__Exercise details__. Your answer is the lines below, exactly, from the one that contains "of the table" through the one that contains "of the coffee", both included.
──────── Working data
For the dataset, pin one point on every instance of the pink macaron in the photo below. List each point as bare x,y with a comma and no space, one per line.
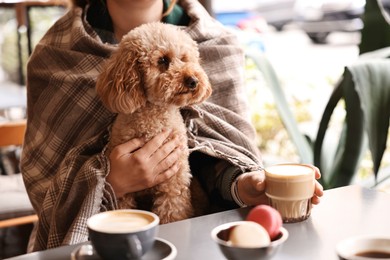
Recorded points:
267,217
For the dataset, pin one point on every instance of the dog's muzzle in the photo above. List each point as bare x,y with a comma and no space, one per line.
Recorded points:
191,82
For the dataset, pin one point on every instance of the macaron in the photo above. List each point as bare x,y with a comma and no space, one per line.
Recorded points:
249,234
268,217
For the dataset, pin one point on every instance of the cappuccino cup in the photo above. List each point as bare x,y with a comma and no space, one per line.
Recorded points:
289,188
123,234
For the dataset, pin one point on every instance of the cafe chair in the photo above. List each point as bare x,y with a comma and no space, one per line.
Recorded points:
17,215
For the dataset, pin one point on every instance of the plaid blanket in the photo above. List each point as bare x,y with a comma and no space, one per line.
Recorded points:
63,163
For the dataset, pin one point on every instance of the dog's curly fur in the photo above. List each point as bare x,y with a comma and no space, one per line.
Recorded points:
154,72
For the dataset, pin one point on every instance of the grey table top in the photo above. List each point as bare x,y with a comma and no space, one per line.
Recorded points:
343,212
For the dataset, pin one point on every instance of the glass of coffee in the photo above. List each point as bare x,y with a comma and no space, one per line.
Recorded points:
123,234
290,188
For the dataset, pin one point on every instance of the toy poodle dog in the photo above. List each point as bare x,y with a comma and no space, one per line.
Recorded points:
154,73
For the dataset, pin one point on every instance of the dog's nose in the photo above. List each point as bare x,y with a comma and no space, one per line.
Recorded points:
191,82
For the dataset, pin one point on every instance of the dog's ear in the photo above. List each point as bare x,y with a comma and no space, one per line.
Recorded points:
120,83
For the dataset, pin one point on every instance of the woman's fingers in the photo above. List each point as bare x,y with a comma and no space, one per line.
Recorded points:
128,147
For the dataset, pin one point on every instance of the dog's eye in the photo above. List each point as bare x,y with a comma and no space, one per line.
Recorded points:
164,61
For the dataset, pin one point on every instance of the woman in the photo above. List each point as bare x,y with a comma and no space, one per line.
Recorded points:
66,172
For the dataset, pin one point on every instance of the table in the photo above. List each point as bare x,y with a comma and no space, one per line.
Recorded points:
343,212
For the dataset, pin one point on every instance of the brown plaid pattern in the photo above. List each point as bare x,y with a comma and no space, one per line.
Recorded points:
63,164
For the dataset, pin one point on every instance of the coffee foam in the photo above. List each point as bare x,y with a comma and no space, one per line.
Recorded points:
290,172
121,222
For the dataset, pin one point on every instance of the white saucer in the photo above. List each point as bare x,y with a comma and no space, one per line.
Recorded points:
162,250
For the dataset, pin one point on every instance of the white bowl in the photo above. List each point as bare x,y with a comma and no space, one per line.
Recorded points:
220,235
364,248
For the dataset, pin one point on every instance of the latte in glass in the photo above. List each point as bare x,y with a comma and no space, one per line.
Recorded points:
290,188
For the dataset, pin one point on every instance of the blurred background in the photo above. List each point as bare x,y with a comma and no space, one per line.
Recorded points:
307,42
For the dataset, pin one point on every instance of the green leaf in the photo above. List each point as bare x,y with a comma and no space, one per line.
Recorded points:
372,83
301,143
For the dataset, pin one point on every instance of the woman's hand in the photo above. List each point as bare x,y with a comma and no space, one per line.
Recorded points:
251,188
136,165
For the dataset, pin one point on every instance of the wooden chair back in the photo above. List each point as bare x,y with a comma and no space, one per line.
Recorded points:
────────────────
__Response to this task__.
For the dataset, pin one point on every instance of the table in the photo above. List each point as bare x,y with a comma and no space, one per line.
Recorded points:
343,212
For the dataset, pin one point on every instance of the brown plaid pattern in the photo above. List each point as bare x,y with a comma and no space, one per line.
Recorded points:
63,164
For the dataset, pin one point on every instance of the coffee foam in the photo above. List each point as bare x,y with a comma and no space, one per line.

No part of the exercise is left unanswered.